> [EXTRACTED DATA]
===============
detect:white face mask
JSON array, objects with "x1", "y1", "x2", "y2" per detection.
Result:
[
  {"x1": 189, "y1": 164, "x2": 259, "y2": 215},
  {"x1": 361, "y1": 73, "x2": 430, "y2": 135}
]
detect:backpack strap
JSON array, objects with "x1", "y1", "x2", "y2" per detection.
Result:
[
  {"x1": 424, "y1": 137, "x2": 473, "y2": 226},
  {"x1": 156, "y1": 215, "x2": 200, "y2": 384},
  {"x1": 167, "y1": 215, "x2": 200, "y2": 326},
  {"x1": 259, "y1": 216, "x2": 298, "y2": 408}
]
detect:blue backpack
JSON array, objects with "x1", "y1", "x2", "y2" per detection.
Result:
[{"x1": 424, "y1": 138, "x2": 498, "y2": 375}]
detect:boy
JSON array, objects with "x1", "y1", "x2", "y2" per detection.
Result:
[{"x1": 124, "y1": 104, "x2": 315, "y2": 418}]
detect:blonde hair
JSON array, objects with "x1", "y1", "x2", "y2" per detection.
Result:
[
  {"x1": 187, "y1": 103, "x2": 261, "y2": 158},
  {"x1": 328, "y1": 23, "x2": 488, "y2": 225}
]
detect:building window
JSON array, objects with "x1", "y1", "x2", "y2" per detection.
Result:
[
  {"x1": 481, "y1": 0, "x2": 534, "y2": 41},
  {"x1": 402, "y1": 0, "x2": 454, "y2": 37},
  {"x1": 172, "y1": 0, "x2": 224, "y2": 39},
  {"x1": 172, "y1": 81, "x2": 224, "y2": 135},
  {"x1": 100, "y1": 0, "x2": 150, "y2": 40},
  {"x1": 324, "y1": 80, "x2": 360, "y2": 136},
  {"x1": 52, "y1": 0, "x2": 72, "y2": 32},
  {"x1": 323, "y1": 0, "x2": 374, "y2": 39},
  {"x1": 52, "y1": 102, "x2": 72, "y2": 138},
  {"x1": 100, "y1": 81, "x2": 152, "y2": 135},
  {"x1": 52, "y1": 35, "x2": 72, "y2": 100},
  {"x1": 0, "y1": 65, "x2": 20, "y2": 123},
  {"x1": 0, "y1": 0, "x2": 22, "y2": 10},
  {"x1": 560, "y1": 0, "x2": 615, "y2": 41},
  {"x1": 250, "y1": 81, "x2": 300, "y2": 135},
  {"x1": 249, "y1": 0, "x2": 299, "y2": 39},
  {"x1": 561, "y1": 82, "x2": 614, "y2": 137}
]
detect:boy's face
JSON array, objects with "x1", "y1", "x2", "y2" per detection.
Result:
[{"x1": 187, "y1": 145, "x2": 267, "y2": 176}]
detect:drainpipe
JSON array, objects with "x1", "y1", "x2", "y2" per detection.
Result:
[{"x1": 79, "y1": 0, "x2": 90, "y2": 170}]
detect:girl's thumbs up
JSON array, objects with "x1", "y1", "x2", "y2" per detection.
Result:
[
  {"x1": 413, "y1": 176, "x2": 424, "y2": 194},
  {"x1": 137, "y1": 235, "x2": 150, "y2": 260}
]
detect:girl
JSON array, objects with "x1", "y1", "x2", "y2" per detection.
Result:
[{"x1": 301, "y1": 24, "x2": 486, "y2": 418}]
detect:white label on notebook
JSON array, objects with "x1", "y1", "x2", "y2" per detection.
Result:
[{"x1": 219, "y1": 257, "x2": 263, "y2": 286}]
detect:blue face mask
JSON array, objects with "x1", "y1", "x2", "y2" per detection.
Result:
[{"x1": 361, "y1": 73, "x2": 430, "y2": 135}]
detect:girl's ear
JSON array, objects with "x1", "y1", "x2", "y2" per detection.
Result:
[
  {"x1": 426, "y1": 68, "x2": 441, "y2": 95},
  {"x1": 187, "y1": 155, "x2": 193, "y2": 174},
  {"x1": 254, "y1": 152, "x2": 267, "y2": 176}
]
===============
> [WORK TO COMPLETE]
Pull out every line above and reproduce each one word for word, without any changes.

> [EXERCISE SOLUTION]
detect:white face mask
JSON array, objects with "x1", "y1", "x2", "y2" per detection.
Result:
[
  {"x1": 189, "y1": 164, "x2": 259, "y2": 215},
  {"x1": 361, "y1": 73, "x2": 430, "y2": 135}
]
detect:backpack strap
JSON array, objects with "x1", "y1", "x2", "y2" per detection.
Result:
[
  {"x1": 424, "y1": 137, "x2": 473, "y2": 226},
  {"x1": 156, "y1": 215, "x2": 200, "y2": 384},
  {"x1": 167, "y1": 215, "x2": 200, "y2": 326},
  {"x1": 259, "y1": 216, "x2": 298, "y2": 408}
]
detect:blue backpack
JSON array, objects with "x1", "y1", "x2", "y2" per detection.
Result:
[{"x1": 424, "y1": 138, "x2": 498, "y2": 375}]
detect:boy
JSON array, objects with "x1", "y1", "x2", "y2" per detection.
Result:
[{"x1": 124, "y1": 104, "x2": 315, "y2": 418}]
detect:blonde hair
JSON array, objects with "x1", "y1", "x2", "y2" per detection.
Result:
[
  {"x1": 187, "y1": 103, "x2": 261, "y2": 158},
  {"x1": 328, "y1": 23, "x2": 488, "y2": 225}
]
detect:building window
JSON array, objects with "x1", "y1", "x2", "y2" per detection.
Result:
[
  {"x1": 481, "y1": 0, "x2": 534, "y2": 41},
  {"x1": 402, "y1": 0, "x2": 454, "y2": 37},
  {"x1": 172, "y1": 0, "x2": 224, "y2": 39},
  {"x1": 172, "y1": 81, "x2": 224, "y2": 135},
  {"x1": 100, "y1": 0, "x2": 150, "y2": 40},
  {"x1": 324, "y1": 80, "x2": 360, "y2": 136},
  {"x1": 52, "y1": 0, "x2": 72, "y2": 32},
  {"x1": 323, "y1": 0, "x2": 374, "y2": 39},
  {"x1": 52, "y1": 102, "x2": 72, "y2": 138},
  {"x1": 100, "y1": 81, "x2": 152, "y2": 135},
  {"x1": 52, "y1": 35, "x2": 72, "y2": 100},
  {"x1": 0, "y1": 65, "x2": 20, "y2": 123},
  {"x1": 0, "y1": 0, "x2": 22, "y2": 10},
  {"x1": 560, "y1": 0, "x2": 615, "y2": 41},
  {"x1": 250, "y1": 81, "x2": 300, "y2": 135},
  {"x1": 249, "y1": 0, "x2": 299, "y2": 39},
  {"x1": 561, "y1": 82, "x2": 614, "y2": 137}
]
detect:boy's face
JSON array, objects with "x1", "y1", "x2", "y2" per detection.
Result:
[{"x1": 187, "y1": 145, "x2": 267, "y2": 176}]
detect:drainpipe
JSON array, objects with "x1", "y1", "x2", "y2" per detection.
Result:
[{"x1": 79, "y1": 0, "x2": 90, "y2": 170}]
detect:girl's thumbs up
JSON array, objects with "x1", "y1", "x2", "y2" per detection.
Result:
[
  {"x1": 413, "y1": 176, "x2": 424, "y2": 194},
  {"x1": 137, "y1": 235, "x2": 150, "y2": 260}
]
detect:girl
JSON array, objects with "x1", "y1", "x2", "y2" per detection.
Result:
[{"x1": 301, "y1": 24, "x2": 486, "y2": 418}]
detect:white label on notebook
JSON array, objects with "x1", "y1", "x2", "y2" per detection.
Result:
[{"x1": 219, "y1": 257, "x2": 263, "y2": 286}]
detect:blue face mask
JSON array, objects with "x1", "y1", "x2", "y2" per detection.
Result:
[{"x1": 361, "y1": 73, "x2": 430, "y2": 135}]
detect:girl's ear
JSON array, objects with "x1", "y1", "x2", "y2" per detection.
Result:
[
  {"x1": 426, "y1": 68, "x2": 441, "y2": 95},
  {"x1": 187, "y1": 155, "x2": 193, "y2": 174},
  {"x1": 254, "y1": 152, "x2": 267, "y2": 176}
]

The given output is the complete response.